─── Excerpt ───
I think DSLRs rock for landscape photography.  I get much bigger, cleaner, sharper enlargements from my Canon 20D than I ever did from 35mm, and soon after acquiring a 5D I put much of my medium format film gear up for auction.  I fully expect to see 4x5 film image quality in an affordable, hand holdable DSLR in the next decade.  The processing options are amazing.  I find the ability to merge and stitch exposures to work great for my landscape photography.  I didn't like graduated ND filters, because they never really fit the horizon in my world, but with digital I just shoot one exposure for the sky, and one for the foreground, and merge them (or one raw file processed multiple times).  HDR for more dynamic range.  Stitching for huge resolution.  More than ever I'm able to achieve my vision in print.


----------



## Alex_B (Sep 24, 2008)

ksmattfish said:


> I think there are multiple reasons for the popularity of medium and large format film for landscape photography.  As has been mentioned bigger film tends to make nicer big prints, and big prints is where most of the money is in landscape photography.  Traditional landscape photographs are often rich with fine detail, so fine grain is preferred.  The more a neg has to be enlarged the bigger the grain gets.  An 8"x10" print from ISO 400 4x5 is almost grainless; grain in the same size print from 35mm will be much more noticeable.



:thumbup:

Well said.

It depends on the print size you are going for. 35mm film is not bad for landscape. You should use fine grain film though, this usually helps a lot.

I myself shoot landscape with 35mm for ages, film (slide film, Fuji Velvia), and now also digital. Of course both cannot compete with large format, but you can achieve magazine print quality.


----------
───
* Set exercise a *
In the records, rewrite the lines starting with the line containing "Reviewer note: check that each instance of the blonde" and going on through the line containing "[[501, 65], [72, 97], [358, 162], [180, 62]]", replacing "blonde hair" with "fair hair" and leaving everything else unchanged.
The records that come next bear no relation to the excerpt.
─── Material to process ───
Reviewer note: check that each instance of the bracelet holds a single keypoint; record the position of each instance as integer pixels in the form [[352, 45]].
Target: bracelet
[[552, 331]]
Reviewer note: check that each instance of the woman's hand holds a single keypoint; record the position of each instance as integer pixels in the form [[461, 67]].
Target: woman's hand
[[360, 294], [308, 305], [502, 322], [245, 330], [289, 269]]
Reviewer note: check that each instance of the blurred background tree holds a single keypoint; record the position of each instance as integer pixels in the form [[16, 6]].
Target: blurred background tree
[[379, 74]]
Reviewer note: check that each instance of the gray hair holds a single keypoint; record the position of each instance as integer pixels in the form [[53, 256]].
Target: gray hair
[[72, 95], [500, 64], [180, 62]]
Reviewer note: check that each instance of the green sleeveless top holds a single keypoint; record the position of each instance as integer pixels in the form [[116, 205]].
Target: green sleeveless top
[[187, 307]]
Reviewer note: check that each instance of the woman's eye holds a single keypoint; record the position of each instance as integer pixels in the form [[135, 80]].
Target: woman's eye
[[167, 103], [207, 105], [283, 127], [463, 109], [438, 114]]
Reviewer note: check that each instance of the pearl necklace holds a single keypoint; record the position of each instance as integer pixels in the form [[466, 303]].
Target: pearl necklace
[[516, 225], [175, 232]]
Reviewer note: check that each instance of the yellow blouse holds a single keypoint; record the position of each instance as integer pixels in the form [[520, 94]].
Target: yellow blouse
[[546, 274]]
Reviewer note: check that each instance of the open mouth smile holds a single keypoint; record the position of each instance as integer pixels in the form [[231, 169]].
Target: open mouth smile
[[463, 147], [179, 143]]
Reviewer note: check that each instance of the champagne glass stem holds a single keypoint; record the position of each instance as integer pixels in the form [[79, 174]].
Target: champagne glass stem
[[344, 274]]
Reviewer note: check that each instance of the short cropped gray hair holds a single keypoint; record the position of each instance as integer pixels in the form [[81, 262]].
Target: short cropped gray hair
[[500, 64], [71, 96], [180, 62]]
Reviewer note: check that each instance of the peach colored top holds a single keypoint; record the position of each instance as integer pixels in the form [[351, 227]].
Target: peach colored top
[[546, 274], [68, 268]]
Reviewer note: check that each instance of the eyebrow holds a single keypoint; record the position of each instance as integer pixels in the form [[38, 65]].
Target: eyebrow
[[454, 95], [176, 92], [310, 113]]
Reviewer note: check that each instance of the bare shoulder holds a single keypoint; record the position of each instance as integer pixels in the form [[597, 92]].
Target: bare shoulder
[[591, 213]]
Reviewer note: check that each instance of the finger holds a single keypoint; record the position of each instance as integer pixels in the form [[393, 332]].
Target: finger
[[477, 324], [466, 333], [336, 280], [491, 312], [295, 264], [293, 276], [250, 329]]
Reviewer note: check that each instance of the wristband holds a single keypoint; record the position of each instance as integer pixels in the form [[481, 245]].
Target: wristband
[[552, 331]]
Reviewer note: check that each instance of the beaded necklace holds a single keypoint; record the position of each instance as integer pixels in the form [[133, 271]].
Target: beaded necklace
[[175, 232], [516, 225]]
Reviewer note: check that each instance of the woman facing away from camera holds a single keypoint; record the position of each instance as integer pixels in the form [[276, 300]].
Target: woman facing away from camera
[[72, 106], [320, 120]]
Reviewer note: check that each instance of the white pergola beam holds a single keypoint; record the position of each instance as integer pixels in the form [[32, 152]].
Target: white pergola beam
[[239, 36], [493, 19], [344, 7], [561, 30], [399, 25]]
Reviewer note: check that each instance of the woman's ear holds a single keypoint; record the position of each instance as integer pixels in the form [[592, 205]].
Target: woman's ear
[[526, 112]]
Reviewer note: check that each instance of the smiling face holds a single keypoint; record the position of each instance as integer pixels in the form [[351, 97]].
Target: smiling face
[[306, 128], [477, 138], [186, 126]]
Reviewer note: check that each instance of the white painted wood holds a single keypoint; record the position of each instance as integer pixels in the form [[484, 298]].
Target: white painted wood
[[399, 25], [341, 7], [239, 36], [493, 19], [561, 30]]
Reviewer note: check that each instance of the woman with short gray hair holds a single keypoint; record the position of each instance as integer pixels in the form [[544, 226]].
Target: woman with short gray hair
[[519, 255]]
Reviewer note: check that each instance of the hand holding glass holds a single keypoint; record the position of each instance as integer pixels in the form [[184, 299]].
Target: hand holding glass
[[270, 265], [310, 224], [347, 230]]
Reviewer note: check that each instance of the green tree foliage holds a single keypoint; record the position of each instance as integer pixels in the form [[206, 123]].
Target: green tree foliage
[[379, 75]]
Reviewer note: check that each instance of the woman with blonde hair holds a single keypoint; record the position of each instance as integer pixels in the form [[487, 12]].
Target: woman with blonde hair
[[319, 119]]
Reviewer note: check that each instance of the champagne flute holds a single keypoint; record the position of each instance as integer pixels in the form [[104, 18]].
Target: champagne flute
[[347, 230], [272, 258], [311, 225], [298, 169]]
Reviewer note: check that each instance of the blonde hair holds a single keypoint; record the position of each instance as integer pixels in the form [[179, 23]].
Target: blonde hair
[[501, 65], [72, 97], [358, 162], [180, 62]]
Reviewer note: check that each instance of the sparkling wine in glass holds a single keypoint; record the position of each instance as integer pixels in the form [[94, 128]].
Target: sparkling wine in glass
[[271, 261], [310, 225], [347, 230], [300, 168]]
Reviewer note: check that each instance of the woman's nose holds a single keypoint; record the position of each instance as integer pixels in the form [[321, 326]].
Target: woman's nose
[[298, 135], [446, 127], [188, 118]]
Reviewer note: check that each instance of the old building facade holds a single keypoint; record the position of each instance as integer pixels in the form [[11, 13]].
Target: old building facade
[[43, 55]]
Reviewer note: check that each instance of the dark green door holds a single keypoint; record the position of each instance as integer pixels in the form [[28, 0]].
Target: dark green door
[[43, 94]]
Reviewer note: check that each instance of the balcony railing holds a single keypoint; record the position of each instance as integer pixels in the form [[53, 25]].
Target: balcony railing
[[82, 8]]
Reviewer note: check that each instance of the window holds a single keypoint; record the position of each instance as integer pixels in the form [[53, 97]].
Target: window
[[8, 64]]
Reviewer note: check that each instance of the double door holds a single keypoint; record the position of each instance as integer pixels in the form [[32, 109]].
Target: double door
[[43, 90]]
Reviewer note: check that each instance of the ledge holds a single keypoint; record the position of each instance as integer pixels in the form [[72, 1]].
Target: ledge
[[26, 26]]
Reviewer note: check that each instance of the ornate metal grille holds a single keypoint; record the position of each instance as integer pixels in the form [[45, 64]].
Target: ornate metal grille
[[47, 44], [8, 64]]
───
* Set exercise b *
In the excerpt, which slide film does Alex_B name for shooting landscapes on 35mm?

* Output a *
Reviewer note: check that each instance of the fair hair holds a single keypoint; record the position of each instance as integer pixels in the form [[179, 23]].
Target: fair hair
[[501, 65], [72, 97], [358, 162], [180, 62]]

* Output b *
Fuji Velvia